→ Given request:
Find each row below that contains the word "talon", and copy those rows in full. Case counts when matching.

Detection annotation records
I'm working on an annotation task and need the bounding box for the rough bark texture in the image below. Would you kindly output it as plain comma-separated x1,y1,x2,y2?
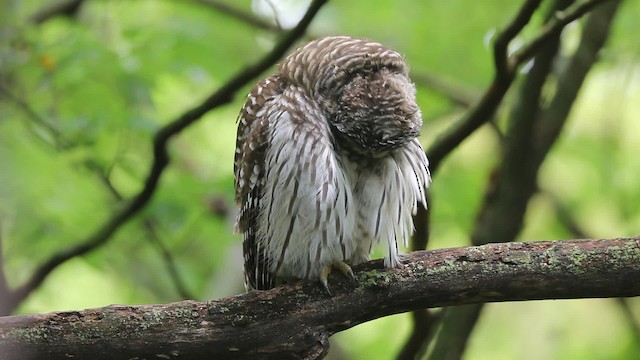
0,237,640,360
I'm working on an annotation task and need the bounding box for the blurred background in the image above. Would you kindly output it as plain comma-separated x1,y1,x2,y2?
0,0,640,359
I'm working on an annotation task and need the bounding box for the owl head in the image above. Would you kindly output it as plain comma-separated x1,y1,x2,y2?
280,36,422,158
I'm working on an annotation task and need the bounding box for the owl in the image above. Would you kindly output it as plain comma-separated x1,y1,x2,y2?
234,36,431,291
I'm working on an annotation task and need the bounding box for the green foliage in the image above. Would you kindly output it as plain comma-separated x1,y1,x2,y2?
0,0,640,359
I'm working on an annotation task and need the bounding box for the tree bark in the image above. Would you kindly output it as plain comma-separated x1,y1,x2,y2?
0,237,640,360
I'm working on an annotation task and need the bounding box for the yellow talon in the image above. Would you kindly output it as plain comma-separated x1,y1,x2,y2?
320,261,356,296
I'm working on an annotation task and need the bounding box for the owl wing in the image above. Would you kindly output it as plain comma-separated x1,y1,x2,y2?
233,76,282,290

→ Output below:
I'm working on an annotation task and need the bounding box for the yellow talon in the image above. Would you kindly output it as plain comma-separated x1,y1,x2,y2?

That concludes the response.